Problem description: Rescale the material from the line containing "Draw the outline of every instance of the mouth" through its end. Reproduce every line in that span with nothing changed except the pixel coordinates in the answers: multiply each by 1.25 and round to a whole number, rounding halves up.

::::::::::

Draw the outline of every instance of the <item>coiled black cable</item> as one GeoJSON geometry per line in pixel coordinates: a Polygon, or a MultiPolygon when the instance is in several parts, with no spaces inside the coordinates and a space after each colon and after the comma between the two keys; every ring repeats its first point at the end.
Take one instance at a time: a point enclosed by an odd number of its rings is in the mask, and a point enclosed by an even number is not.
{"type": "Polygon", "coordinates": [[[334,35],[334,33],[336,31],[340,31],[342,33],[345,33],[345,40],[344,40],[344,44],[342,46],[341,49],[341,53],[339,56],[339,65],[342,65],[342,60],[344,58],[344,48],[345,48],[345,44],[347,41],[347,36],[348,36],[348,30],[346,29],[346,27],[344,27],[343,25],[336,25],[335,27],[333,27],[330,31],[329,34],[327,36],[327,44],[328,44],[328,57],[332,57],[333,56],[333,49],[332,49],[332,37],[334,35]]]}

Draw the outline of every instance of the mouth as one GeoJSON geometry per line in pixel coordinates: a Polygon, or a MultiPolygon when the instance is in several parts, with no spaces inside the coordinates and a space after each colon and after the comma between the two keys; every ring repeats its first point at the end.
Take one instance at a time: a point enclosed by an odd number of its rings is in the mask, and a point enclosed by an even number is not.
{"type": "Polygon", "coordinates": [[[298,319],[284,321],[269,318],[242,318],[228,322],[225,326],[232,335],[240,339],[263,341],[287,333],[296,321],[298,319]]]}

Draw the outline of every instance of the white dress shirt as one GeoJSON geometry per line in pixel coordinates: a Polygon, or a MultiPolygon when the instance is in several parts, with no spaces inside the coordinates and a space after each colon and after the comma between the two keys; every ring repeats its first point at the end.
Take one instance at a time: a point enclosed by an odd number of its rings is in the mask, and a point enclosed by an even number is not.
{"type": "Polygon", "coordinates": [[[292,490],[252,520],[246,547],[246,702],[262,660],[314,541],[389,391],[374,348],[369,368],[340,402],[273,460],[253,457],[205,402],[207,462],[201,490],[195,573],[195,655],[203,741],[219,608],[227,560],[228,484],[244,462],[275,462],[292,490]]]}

::::::::::

Task answer:
Draw the outline of every instance of the mouth as one GeoJSON geometry per line in pixel coordinates: a Polygon, or a MultiPolygon when the instance is in several parts, with no spaces inside the coordinates and a space after each colon and after the comma between the two keys; every ring repeats its first point at the end.
Take one instance at a time: a point enclosed by an odd number of its rings is in the mask, and a point enclosed by an even number is not.
{"type": "Polygon", "coordinates": [[[373,399],[355,401],[336,398],[303,398],[285,403],[281,408],[290,419],[300,424],[329,426],[359,416],[370,401],[373,399]]]}

Draw the outline of every instance of the white dress shirt as one GeoJSON geometry per line in pixel coordinates: a Polygon, or a MultiPolygon when the instance is in several parts, with no spaces inside the coordinates and a space after each colon and after the comma between the two keys; every ring repeats its first point at the end.
Take one instance at a time: a point enclosed by an odd number of its rings is in the mask, and a point enclosed by an even number is not.
{"type": "Polygon", "coordinates": [[[365,613],[315,650],[308,684],[308,878],[328,825],[393,676],[486,489],[468,435],[461,460],[425,503],[341,575],[316,571],[256,503],[259,578],[251,613],[244,716],[244,819],[254,926],[274,760],[284,700],[285,605],[305,578],[344,578],[365,613]]]}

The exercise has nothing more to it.